= PROBLEM STATEMENT =
Pull out each line of the listing below that contains the word "right". Case counts.

Records from a collection:
** start **

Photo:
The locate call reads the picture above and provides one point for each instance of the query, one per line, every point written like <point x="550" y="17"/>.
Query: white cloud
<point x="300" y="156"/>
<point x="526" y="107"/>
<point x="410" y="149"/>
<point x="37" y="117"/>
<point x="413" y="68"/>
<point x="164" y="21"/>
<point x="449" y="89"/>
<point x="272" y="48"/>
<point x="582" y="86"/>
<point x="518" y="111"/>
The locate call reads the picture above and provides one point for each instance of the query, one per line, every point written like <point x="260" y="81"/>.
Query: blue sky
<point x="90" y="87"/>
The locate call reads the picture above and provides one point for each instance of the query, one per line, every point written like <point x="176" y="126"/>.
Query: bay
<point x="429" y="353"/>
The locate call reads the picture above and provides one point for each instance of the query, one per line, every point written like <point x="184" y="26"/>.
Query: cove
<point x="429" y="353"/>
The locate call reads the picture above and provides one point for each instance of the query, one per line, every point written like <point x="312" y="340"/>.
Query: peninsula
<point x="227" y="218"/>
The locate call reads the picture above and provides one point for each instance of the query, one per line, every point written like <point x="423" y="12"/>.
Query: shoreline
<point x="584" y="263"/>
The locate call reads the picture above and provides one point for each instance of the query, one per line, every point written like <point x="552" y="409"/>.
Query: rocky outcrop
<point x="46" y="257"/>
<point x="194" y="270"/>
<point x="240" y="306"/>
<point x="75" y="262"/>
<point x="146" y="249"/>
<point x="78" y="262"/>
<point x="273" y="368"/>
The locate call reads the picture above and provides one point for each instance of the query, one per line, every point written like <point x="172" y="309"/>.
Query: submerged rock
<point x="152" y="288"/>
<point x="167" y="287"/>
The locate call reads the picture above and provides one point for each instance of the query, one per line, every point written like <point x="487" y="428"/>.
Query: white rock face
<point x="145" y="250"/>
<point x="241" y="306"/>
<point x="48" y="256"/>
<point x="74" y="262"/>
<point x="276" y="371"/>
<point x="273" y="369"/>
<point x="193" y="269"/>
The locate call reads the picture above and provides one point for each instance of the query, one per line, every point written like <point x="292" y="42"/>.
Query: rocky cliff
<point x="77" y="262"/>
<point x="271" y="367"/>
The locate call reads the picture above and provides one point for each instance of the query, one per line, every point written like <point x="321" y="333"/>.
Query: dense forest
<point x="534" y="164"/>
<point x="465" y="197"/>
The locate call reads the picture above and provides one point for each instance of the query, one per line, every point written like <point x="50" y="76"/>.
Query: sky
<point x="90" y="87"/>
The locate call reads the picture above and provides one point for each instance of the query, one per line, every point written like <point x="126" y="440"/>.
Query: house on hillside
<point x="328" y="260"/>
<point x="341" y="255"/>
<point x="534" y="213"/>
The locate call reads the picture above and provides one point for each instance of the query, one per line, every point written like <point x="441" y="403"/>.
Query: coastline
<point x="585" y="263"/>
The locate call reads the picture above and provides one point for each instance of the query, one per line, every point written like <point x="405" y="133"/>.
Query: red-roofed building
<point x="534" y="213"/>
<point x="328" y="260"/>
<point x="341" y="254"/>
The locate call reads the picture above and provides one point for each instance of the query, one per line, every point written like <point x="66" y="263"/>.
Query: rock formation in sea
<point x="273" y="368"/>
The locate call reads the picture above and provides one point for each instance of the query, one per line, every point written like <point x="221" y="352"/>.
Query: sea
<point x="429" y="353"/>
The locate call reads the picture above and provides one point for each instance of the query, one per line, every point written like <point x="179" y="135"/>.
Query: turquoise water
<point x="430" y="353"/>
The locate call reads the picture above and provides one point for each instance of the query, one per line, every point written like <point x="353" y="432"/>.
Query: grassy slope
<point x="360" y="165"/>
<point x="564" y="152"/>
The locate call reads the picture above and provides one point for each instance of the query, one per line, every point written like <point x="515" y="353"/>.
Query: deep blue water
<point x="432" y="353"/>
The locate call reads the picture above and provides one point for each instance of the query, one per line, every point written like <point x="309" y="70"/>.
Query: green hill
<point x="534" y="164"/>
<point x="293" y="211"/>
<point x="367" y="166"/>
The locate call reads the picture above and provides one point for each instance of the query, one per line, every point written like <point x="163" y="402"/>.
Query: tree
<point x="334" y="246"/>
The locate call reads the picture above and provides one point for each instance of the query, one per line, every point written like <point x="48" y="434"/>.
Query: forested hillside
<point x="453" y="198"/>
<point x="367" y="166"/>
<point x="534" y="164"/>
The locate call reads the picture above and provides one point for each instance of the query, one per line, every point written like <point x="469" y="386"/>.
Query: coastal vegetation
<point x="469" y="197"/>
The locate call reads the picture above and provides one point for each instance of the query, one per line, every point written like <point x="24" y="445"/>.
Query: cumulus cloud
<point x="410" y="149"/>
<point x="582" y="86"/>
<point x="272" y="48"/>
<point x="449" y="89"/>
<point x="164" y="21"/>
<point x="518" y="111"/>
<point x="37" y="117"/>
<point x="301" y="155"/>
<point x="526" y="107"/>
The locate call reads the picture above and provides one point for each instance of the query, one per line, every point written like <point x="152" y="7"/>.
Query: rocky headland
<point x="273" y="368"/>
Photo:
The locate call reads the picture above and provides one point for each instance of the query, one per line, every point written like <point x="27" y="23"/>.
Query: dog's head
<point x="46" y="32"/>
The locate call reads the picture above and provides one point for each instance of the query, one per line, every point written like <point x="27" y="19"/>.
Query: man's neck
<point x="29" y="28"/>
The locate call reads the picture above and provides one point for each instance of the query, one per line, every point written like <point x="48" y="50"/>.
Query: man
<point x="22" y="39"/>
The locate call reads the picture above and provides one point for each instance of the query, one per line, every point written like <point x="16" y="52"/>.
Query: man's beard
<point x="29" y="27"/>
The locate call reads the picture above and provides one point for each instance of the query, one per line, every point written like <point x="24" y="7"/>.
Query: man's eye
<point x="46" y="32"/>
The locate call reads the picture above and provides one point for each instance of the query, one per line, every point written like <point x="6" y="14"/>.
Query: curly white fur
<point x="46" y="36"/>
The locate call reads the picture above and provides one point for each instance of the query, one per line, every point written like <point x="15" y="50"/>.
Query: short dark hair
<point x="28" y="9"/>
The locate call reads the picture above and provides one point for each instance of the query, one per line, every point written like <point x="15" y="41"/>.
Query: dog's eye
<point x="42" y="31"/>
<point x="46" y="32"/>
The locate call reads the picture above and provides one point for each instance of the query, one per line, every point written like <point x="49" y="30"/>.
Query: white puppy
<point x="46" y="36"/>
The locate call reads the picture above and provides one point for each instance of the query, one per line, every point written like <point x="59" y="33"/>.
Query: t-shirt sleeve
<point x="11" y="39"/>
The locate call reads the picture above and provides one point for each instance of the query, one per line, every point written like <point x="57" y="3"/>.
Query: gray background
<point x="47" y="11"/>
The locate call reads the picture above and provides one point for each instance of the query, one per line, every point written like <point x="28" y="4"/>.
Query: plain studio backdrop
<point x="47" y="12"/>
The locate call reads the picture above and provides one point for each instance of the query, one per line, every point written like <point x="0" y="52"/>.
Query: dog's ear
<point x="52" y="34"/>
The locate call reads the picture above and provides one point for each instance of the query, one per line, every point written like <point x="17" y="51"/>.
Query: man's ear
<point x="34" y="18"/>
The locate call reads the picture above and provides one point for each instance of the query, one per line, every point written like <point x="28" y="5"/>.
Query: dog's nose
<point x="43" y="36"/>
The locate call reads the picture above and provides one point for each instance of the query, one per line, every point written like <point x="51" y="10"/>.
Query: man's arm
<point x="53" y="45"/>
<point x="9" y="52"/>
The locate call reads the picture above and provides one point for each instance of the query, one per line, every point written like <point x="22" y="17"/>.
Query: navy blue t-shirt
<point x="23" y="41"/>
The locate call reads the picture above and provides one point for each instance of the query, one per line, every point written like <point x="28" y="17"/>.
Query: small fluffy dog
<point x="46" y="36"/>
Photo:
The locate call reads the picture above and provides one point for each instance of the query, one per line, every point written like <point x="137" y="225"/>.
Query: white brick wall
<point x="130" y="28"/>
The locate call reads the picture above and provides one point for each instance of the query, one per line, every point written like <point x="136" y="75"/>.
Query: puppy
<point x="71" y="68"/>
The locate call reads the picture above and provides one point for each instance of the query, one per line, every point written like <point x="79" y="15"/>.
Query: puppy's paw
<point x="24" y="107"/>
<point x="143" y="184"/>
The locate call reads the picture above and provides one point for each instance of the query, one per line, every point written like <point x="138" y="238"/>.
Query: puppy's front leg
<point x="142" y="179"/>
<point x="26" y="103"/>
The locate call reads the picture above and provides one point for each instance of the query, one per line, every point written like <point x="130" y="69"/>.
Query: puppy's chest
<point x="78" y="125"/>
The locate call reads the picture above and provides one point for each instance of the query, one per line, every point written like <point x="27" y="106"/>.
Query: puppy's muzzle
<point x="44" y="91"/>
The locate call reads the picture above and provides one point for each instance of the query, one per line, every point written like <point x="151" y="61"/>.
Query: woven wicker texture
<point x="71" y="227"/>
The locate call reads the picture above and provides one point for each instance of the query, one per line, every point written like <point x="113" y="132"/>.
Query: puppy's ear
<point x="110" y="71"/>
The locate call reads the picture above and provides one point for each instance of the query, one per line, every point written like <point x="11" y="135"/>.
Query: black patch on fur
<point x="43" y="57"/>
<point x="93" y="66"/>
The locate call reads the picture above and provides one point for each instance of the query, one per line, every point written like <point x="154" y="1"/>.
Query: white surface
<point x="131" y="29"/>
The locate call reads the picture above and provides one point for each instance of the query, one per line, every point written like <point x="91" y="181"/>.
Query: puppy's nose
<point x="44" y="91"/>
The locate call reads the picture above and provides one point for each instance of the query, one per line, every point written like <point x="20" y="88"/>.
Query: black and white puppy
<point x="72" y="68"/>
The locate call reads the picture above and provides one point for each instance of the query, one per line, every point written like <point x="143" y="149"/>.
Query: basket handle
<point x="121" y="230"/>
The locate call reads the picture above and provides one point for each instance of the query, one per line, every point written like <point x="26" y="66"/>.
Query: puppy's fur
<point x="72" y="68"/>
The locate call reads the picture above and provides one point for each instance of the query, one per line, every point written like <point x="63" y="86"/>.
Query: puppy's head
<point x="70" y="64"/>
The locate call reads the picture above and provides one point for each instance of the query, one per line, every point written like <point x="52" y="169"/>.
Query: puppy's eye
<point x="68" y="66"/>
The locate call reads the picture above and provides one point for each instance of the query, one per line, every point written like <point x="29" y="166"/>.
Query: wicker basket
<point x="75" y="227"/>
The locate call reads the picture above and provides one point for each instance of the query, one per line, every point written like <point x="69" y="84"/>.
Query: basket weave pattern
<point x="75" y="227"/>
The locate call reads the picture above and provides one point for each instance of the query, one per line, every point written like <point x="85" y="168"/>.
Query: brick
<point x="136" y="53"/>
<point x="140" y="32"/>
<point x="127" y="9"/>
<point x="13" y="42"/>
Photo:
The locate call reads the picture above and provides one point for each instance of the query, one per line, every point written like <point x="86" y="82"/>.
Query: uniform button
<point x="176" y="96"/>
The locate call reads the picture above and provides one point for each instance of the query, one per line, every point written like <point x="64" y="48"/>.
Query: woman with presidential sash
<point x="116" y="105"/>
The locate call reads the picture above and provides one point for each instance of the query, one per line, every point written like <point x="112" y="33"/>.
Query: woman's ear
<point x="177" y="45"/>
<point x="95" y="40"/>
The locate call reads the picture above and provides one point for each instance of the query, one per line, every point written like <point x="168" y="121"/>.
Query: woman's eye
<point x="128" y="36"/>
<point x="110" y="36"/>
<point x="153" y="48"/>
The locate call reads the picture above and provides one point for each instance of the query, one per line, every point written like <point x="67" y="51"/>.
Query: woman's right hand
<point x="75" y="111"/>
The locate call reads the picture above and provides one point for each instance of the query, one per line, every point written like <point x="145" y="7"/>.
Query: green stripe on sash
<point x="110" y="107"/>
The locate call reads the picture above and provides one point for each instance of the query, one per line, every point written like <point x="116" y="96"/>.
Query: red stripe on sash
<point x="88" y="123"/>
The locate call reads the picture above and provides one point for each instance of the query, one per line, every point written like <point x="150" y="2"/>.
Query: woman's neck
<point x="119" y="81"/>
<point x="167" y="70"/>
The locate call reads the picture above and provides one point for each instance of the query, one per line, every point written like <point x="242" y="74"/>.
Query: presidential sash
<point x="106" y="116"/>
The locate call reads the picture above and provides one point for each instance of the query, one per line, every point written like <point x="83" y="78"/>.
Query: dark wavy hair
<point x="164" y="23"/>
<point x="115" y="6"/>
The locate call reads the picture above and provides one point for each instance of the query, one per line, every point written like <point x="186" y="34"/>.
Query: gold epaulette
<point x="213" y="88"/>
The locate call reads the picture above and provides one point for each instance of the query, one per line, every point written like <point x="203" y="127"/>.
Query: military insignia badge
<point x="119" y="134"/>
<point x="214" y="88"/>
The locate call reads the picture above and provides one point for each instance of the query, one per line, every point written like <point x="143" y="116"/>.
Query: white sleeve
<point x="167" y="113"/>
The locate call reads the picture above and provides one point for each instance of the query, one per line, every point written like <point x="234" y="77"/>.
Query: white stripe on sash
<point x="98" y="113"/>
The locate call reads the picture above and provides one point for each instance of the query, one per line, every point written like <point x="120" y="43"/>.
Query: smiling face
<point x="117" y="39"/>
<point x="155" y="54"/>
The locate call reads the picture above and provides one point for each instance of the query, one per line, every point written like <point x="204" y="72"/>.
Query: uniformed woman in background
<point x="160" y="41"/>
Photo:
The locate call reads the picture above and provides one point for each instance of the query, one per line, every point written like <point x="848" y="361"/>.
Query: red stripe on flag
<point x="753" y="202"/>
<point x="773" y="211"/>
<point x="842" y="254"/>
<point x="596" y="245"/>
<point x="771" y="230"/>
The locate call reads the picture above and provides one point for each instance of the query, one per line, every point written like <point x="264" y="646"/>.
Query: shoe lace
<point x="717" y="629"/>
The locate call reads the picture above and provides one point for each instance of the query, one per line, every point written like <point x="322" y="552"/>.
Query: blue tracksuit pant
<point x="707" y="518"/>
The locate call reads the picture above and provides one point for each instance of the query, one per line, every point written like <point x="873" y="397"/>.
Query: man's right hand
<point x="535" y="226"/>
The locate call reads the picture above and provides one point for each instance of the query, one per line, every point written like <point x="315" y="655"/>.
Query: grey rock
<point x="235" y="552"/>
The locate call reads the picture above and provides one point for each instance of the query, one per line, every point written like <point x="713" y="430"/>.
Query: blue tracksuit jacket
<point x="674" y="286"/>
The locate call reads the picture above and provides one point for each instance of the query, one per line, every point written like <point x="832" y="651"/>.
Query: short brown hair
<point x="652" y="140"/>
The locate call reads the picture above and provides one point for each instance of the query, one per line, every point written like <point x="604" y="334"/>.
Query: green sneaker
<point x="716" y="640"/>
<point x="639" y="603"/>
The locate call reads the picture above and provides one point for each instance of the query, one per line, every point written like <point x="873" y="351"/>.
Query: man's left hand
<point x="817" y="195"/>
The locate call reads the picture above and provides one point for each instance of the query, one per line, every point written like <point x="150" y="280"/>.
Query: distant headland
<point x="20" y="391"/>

** end **

= FULL ANSWER =
Query: woman's right hand
Query: man's right hand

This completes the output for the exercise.